● **Exercise description**
Copy exactly the last part of the entries, starting from the line with "Task — mark the gray" and including the final line.

● **Data records**
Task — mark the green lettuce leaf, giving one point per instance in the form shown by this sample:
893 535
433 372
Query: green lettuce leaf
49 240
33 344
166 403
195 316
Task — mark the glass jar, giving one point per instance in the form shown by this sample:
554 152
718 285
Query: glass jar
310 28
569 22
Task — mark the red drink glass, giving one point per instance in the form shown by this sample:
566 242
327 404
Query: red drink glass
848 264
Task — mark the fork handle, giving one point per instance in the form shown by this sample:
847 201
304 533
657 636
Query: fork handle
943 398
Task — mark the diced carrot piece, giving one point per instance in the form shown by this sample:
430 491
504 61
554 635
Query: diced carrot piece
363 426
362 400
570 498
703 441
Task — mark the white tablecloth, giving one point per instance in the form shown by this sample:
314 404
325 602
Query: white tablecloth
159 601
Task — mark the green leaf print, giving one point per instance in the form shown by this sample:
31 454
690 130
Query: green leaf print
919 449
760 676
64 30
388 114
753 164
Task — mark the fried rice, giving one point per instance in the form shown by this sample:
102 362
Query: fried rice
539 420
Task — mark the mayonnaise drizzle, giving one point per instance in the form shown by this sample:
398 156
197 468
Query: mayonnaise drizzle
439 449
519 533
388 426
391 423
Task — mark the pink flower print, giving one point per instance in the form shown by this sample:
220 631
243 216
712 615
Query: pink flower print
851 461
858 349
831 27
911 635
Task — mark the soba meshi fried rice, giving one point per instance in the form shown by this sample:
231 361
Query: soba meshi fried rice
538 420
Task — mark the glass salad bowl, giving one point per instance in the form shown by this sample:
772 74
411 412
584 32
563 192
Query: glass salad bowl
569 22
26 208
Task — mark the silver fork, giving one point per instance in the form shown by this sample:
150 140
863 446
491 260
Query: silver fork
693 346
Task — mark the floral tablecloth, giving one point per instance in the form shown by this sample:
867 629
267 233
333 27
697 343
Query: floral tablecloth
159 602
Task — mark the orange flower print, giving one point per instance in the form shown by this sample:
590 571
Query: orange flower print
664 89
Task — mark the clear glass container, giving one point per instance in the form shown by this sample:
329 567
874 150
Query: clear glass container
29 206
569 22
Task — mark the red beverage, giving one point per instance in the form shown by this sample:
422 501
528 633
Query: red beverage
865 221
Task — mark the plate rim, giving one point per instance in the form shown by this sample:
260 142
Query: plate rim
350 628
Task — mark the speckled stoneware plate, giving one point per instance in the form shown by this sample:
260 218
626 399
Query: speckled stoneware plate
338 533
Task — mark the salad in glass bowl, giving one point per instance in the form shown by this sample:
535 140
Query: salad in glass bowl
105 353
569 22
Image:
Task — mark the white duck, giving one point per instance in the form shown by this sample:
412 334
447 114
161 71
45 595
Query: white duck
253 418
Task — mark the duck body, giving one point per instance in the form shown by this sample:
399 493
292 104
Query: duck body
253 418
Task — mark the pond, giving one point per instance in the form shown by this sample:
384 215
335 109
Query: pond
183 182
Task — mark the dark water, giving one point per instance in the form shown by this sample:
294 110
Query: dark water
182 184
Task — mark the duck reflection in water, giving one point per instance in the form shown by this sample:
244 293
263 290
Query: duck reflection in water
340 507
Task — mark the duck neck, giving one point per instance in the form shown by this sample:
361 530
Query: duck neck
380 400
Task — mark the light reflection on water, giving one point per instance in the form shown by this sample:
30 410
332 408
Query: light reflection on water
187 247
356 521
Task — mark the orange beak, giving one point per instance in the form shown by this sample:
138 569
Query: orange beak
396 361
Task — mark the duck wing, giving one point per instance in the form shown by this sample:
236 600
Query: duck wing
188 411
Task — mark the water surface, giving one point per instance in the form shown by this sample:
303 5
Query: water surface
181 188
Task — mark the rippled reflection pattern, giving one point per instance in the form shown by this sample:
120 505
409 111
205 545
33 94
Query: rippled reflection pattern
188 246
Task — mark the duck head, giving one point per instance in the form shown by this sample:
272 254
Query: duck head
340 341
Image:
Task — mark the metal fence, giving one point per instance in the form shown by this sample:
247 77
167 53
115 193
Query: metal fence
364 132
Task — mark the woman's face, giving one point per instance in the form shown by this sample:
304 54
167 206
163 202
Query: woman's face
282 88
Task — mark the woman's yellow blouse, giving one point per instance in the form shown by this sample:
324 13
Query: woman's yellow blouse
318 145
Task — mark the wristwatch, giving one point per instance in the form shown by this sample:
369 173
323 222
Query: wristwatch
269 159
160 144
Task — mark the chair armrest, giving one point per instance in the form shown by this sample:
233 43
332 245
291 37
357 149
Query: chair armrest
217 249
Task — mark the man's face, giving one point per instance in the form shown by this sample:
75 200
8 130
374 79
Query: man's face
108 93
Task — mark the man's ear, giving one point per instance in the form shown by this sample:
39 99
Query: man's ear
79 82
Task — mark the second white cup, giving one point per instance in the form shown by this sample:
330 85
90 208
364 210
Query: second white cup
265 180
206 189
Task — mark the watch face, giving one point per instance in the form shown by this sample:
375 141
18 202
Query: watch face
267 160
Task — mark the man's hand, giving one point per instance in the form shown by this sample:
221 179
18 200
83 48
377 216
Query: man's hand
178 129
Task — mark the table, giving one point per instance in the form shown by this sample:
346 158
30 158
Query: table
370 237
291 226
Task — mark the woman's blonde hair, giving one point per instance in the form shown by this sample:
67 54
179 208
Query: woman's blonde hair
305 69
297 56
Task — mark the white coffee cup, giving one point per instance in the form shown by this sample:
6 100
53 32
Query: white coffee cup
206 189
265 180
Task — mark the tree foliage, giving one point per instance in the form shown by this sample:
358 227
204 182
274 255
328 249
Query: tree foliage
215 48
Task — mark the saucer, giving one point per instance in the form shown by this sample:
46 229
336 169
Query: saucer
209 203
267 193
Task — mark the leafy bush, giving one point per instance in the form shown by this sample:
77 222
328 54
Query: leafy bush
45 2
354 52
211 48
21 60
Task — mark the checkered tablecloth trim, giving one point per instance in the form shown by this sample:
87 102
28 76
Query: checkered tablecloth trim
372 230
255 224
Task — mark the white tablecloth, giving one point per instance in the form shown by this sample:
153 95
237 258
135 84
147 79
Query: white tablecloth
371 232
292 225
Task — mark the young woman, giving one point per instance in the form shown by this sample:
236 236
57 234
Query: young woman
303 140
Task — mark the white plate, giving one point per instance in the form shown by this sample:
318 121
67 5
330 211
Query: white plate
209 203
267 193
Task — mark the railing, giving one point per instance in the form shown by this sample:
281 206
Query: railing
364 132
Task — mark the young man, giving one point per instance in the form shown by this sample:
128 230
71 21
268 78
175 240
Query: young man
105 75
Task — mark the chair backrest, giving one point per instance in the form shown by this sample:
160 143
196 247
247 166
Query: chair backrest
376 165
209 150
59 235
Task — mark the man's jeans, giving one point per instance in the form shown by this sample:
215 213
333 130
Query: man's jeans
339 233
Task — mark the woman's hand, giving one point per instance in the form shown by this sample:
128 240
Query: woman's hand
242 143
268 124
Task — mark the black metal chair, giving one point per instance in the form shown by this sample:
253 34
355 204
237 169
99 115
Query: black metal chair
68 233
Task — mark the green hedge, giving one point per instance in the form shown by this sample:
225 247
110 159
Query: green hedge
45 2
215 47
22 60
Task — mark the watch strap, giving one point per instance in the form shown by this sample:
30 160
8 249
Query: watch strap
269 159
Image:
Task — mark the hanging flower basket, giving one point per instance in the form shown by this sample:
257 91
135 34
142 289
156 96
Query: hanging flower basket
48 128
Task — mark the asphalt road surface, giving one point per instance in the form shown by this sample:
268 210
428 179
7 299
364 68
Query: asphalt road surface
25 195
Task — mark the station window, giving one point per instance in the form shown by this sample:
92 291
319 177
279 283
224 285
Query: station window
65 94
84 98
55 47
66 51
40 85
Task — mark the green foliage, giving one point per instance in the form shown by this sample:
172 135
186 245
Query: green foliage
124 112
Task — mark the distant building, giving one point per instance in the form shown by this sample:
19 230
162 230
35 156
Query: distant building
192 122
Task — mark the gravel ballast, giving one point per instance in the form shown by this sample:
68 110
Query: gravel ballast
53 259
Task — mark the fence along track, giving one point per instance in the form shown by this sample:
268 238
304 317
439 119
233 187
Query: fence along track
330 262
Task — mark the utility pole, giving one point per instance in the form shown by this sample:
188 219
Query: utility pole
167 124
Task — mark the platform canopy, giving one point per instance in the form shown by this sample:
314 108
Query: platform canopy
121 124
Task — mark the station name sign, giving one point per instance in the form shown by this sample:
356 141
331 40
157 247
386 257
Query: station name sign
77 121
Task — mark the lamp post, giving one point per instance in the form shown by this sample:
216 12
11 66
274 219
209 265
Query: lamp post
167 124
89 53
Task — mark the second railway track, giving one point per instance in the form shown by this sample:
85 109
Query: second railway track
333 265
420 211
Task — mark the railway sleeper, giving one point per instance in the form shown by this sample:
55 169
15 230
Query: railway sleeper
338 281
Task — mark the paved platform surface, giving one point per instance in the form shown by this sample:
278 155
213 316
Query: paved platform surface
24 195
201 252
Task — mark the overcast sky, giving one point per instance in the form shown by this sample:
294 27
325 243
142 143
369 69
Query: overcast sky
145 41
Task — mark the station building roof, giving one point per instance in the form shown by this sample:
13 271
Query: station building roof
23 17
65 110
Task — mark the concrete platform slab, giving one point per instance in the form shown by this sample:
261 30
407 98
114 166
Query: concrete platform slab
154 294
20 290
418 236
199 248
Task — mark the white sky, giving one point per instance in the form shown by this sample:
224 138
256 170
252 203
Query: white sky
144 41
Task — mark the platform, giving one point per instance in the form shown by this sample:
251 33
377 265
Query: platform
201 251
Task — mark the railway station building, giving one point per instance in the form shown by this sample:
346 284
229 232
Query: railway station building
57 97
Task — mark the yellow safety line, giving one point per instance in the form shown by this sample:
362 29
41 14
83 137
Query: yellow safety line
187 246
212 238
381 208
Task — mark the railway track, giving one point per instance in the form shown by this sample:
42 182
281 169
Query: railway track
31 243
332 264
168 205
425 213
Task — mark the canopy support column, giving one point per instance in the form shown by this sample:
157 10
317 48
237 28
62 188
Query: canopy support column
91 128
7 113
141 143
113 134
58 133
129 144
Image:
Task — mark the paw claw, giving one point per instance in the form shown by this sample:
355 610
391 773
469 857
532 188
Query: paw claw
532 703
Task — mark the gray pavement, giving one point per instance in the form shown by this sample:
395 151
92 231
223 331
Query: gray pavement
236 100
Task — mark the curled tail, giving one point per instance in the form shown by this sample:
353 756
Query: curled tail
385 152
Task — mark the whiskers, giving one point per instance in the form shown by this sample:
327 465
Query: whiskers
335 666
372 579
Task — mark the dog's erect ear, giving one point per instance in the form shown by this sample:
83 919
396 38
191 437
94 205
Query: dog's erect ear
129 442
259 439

● **Problem solution**
Task — mark the gray pavement, giving one point per instance in the form shown by this sample:
395 151
92 231
223 331
Query: gray pavement
236 100
Task — mark the curled tail, giving one point per instance in the form shown by this sample:
353 756
Query: curled tail
385 152
Task — mark the whiskers, giving one point per instance in the form shown by this sample:
327 465
Query: whiskers
335 666
372 579
Task — mark the dog's erect ear, giving one point per instance in the form shown by this sample:
83 919
396 38
191 437
94 205
Query: dog's erect ear
129 442
259 439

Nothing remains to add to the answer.